How many lines in the data below contain the word "measured"? Give only the number.

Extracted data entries
=======

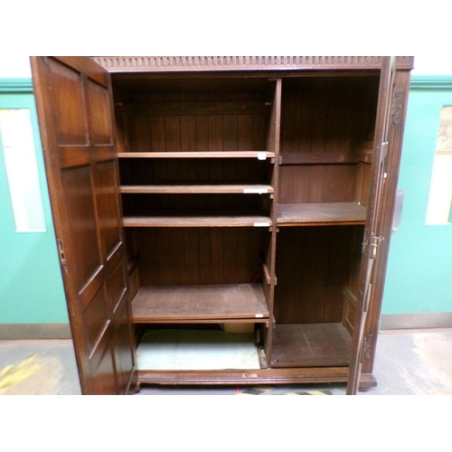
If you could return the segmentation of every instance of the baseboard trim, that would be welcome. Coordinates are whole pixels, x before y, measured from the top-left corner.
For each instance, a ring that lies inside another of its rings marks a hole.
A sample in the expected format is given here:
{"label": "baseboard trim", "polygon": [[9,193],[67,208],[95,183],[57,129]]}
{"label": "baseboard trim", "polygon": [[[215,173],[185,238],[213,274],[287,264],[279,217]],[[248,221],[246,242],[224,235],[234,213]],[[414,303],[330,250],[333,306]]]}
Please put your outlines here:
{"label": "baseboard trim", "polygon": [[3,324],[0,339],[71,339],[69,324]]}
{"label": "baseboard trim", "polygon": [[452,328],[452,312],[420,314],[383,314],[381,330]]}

=======

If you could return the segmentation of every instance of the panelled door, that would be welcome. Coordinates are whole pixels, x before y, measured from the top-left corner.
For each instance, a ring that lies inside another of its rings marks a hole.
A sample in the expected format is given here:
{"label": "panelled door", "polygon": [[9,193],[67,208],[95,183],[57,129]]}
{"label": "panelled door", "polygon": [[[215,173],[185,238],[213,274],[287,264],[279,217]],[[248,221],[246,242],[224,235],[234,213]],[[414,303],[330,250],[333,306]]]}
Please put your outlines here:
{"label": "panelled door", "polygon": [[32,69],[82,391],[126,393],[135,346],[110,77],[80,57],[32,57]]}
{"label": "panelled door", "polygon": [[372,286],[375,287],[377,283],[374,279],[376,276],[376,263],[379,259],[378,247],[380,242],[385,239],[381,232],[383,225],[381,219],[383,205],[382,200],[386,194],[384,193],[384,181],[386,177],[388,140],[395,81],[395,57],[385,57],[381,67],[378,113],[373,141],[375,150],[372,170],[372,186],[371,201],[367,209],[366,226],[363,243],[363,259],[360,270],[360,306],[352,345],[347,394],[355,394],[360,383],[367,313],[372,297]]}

=======

:: Finished task ::
2